◆ Dataset
"""
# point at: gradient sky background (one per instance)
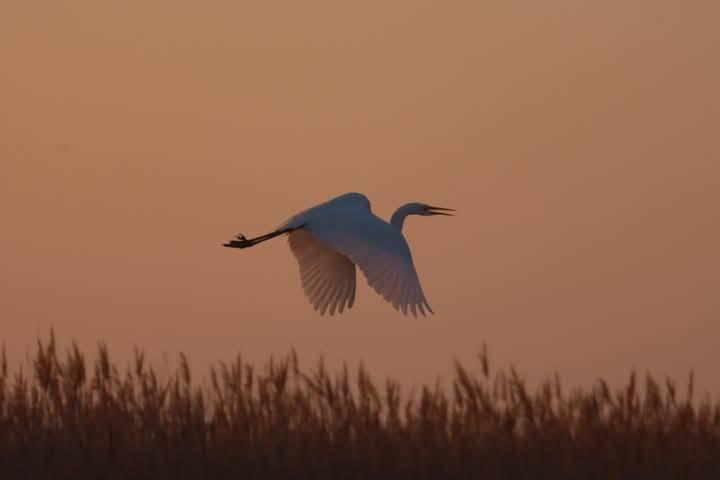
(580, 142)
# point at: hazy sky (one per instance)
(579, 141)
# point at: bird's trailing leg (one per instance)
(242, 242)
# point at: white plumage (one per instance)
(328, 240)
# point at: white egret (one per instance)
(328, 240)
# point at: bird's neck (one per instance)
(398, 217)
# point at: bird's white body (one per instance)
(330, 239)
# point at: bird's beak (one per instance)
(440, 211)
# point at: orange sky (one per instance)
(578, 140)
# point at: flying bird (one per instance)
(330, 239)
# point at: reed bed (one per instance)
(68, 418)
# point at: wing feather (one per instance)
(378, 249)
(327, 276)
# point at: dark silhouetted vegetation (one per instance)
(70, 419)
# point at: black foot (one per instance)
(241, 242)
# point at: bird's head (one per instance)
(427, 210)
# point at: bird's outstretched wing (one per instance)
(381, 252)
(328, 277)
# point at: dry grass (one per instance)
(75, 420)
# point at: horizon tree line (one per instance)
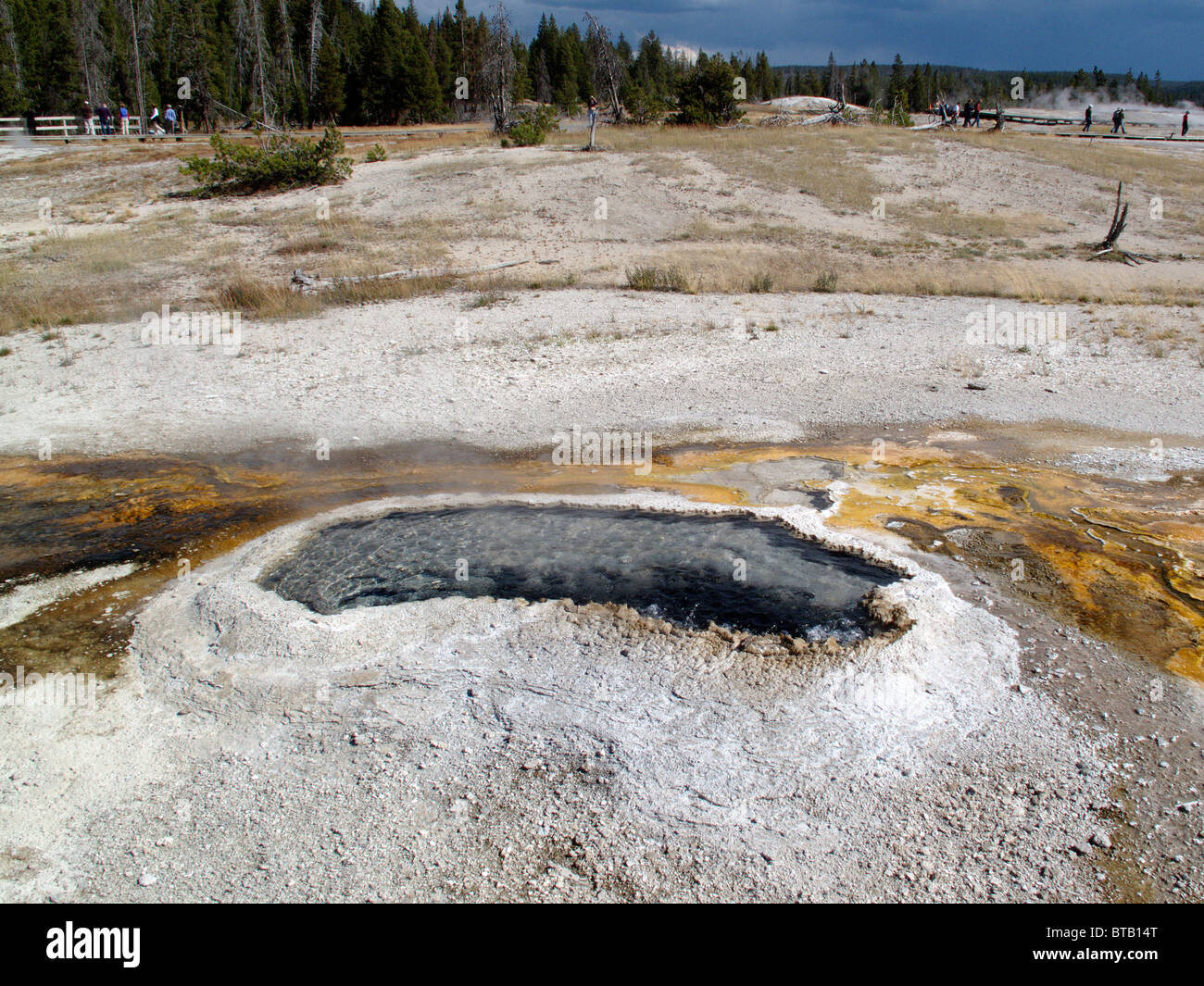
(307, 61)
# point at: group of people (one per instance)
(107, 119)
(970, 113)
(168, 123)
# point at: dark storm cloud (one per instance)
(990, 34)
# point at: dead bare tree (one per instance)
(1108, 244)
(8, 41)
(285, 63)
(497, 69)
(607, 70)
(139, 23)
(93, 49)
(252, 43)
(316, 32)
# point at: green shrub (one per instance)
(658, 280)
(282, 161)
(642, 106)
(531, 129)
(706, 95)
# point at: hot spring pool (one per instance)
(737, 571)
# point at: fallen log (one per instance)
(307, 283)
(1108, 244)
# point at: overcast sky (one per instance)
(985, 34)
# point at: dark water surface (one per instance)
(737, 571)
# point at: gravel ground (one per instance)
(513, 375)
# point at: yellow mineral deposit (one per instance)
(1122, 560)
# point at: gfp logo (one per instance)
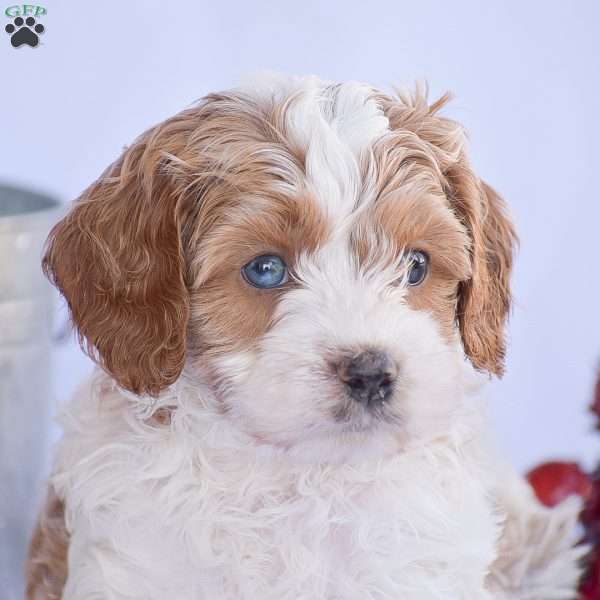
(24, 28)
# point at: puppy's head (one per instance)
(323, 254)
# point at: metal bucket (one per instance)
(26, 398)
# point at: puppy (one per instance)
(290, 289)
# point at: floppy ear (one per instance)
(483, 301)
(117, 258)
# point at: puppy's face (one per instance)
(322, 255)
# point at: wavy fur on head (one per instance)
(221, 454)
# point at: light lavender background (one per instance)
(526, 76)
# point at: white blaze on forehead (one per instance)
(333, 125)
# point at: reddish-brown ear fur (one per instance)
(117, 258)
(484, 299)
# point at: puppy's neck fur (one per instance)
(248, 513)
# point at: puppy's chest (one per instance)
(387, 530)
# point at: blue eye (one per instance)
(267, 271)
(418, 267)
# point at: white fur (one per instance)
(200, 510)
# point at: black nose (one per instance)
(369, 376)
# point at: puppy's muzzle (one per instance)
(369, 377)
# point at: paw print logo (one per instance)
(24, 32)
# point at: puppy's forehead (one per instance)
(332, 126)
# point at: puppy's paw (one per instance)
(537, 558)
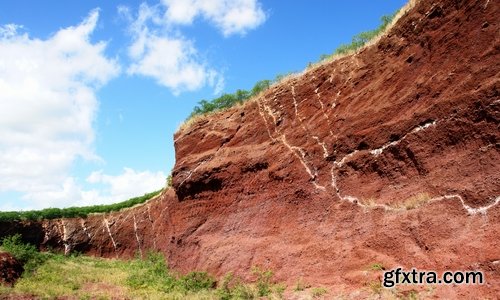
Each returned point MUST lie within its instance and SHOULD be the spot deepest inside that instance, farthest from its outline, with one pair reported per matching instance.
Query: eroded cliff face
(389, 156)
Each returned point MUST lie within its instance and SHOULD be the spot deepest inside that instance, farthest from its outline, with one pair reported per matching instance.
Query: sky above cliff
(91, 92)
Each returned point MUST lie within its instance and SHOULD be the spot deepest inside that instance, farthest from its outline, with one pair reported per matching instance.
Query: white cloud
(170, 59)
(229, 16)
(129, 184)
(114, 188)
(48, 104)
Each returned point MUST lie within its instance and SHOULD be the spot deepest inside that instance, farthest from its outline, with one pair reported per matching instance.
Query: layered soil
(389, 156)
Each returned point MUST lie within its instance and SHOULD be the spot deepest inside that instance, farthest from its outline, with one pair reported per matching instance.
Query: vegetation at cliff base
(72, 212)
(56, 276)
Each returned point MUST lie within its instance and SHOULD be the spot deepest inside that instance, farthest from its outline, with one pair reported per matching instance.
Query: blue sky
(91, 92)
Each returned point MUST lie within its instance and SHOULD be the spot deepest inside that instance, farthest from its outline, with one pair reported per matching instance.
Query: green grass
"""
◆ What the task requires
Set the listing down again exactly, skipping each picture.

◆ Reply
# point at: gradient sky background (one per instance)
(580, 142)
# point at: hazy sky (one per instance)
(579, 141)
# point at: bird's trailing leg (one per instance)
(242, 242)
# point at: white plumage (one per instance)
(328, 240)
# point at: white egret (one per instance)
(328, 240)
# point at: bird's neck (one per instance)
(398, 217)
# point at: bird's white body (one per instance)
(330, 239)
# point at: bird's beak (one per instance)
(440, 211)
# point at: orange sky (one per instance)
(578, 140)
# point at: flying bird (one per instance)
(330, 239)
# point at: reed bed (one per instance)
(68, 418)
# point at: wing feather (one per instance)
(378, 249)
(327, 276)
# point at: dark silhouetted vegetation (one per instance)
(70, 419)
# point at: black foot (one per instance)
(241, 242)
# point at: bird's head (one per instance)
(427, 210)
# point at: bird's outstretched wing (one per instance)
(381, 252)
(328, 277)
# point at: dry grass (one per instance)
(75, 420)
# point at: horizon tree line (one per instance)
(307, 61)
# point at: group of people (one per instance)
(107, 119)
(970, 113)
(168, 123)
# point at: dark storm cloud (one per instance)
(990, 34)
# point at: dead bare tree (one per instance)
(1108, 244)
(8, 41)
(285, 63)
(497, 69)
(607, 70)
(139, 23)
(93, 49)
(252, 43)
(316, 32)
# point at: green shrub (one per instance)
(658, 280)
(282, 161)
(642, 106)
(531, 129)
(706, 95)
# point at: hot spring pool (one per instance)
(737, 571)
# point at: fallen log (one per instance)
(307, 283)
(1108, 244)
# point at: overcast sky (one per instance)
(985, 34)
# point at: dark water surface (one per instance)
(737, 571)
# point at: gravel ground (one per instance)
(513, 375)
# point at: yellow mineral deposit (one per instance)
(1122, 560)
# point at: gfp logo (one per instance)
(24, 28)
# point at: puppy's head (one per instance)
(323, 254)
# point at: metal bucket (one per instance)
(26, 398)
# point at: puppy (one per instance)
(290, 289)
# point at: floppy ear (one per instance)
(483, 301)
(117, 258)
# point at: puppy's face (one per instance)
(322, 255)
# point at: wavy fur on head (one per instance)
(221, 454)
# point at: light lavender background (one per instance)
(526, 76)
# point at: white blaze on forehead (one per instance)
(333, 125)
# point at: reddish-brown ear fur (one per instance)
(117, 258)
(484, 299)
# point at: puppy's neck fur (one per instance)
(248, 513)
# point at: puppy's chest (one per instance)
(387, 530)
# point at: blue eye (one per instance)
(267, 271)
(418, 267)
# point at: white fur (one per instance)
(200, 510)
# point at: black nose (one per instance)
(369, 376)
# point at: puppy's muzzle (one per instance)
(369, 377)
# point at: paw print logo (one per instance)
(24, 32)
# point at: puppy's forehead (one per instance)
(332, 126)
# point at: puppy's paw (one per instance)
(537, 558)
Each returned point MUST lie within its instance and SHOULD be the spot deepest inside that instance, farthest from its outline, with one pair reported per matching instance.
Query: eroded cliff face
(389, 156)
Each returned point MUST lie within its instance and SHOULD be the spot deepest inside that instance, farthest from its outline, with one pair reported per matching instance.
Query: sky above cliff
(91, 92)
Each returned point MUST lie within its instance and SHOULD be the spot deepest inside that instance, farthest from its outline, with one pair reported per matching instance.
Query: white cloud
(170, 59)
(229, 16)
(129, 184)
(114, 188)
(48, 104)
Each returned point MUST lie within its instance and SHOULD be the spot deepest inside that instance, farthest from its outline, with one pair reported per matching instance.
Query: layered soil
(389, 156)
Each returned point MUST lie within its instance and SHOULD be the spot deepest inside that instance, farthest from its outline, with one pair reported per matching instance.
Query: vegetation at cliff base
(72, 212)
(56, 276)
Each returned point MUST lie within its instance and SHOULD be the spot deepest inside that instance, farthest from its outline, with one pair reported per matching instance.
Query: blue sky
(91, 92)
Each returned point MUST lie within its instance and SHOULD be the spot deepest inside that instance, farthest from its outline, with one pair reported per matching instance.
Query: green grass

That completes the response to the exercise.